WHAT IS NEEDED
Copy out, in full, every line of the data below that contains the word "woman".

DATA SUPPLIED
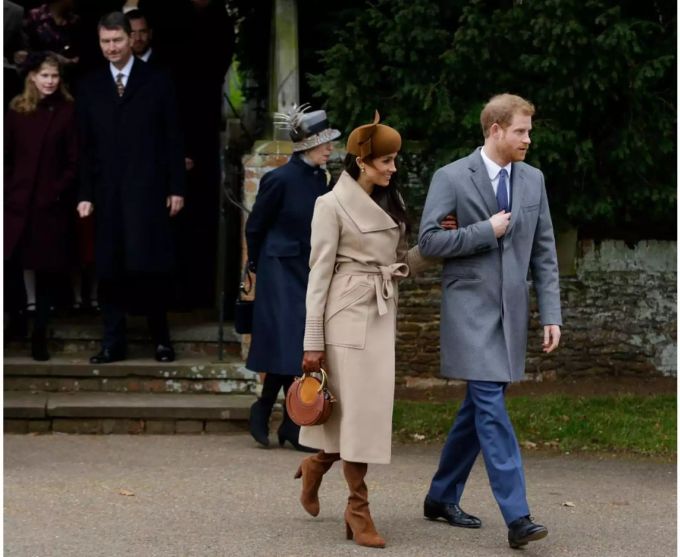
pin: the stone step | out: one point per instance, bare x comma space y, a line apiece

---

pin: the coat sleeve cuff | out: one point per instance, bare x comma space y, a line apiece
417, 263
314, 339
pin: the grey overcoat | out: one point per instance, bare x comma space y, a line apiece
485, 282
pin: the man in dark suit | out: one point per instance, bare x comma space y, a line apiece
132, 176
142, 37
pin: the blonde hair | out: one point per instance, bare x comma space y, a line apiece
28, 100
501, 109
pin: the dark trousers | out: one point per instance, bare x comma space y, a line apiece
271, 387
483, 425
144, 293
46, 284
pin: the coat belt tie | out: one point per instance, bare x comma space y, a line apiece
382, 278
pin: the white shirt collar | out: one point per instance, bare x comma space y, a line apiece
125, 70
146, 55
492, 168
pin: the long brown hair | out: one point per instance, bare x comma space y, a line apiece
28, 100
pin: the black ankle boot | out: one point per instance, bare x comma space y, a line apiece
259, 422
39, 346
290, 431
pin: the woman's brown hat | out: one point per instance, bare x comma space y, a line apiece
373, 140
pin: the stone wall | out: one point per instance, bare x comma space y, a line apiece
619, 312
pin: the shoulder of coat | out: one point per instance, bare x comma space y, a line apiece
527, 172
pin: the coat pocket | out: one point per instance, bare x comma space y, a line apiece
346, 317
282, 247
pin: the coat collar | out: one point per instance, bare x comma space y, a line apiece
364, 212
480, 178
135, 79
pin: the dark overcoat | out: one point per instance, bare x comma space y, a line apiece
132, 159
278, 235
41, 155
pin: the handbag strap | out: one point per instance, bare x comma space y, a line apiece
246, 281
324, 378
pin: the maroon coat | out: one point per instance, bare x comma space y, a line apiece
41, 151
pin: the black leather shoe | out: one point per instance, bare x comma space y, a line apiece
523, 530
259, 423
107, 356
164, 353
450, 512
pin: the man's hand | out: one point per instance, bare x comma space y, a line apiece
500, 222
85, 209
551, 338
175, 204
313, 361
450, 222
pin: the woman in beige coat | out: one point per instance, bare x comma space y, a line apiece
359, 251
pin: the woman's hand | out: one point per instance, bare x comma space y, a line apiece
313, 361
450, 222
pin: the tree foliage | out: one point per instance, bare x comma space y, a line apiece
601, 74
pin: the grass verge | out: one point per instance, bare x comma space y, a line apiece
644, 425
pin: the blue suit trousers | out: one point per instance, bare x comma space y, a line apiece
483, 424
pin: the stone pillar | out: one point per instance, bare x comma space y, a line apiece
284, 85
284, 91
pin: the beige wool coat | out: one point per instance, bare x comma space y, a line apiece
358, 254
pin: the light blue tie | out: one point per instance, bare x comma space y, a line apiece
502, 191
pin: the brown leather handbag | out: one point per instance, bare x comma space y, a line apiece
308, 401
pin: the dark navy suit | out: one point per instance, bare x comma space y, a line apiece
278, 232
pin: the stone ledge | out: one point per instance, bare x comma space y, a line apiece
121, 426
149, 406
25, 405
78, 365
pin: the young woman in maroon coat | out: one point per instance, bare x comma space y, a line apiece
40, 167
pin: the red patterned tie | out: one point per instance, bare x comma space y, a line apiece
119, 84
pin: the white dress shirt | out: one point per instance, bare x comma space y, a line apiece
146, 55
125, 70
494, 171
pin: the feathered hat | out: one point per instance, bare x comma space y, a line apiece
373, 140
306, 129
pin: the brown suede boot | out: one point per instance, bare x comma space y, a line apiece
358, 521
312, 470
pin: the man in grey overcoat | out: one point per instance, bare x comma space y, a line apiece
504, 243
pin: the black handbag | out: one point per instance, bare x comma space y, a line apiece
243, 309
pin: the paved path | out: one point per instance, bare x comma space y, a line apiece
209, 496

RESULT OF THIS EXERCISE
pin: the woman's brown hat | out: one point per instance, bare x comma space y, a line apiece
pin: the woman in beige coat | out: one point per instance, bare x comma space y, a line apiece
pin: the woman's hand | out: one point per instance, bare x comma space y, a line apiece
pin: the young woman in maroon coat | out: one point per instance, bare x comma space y, a line apiece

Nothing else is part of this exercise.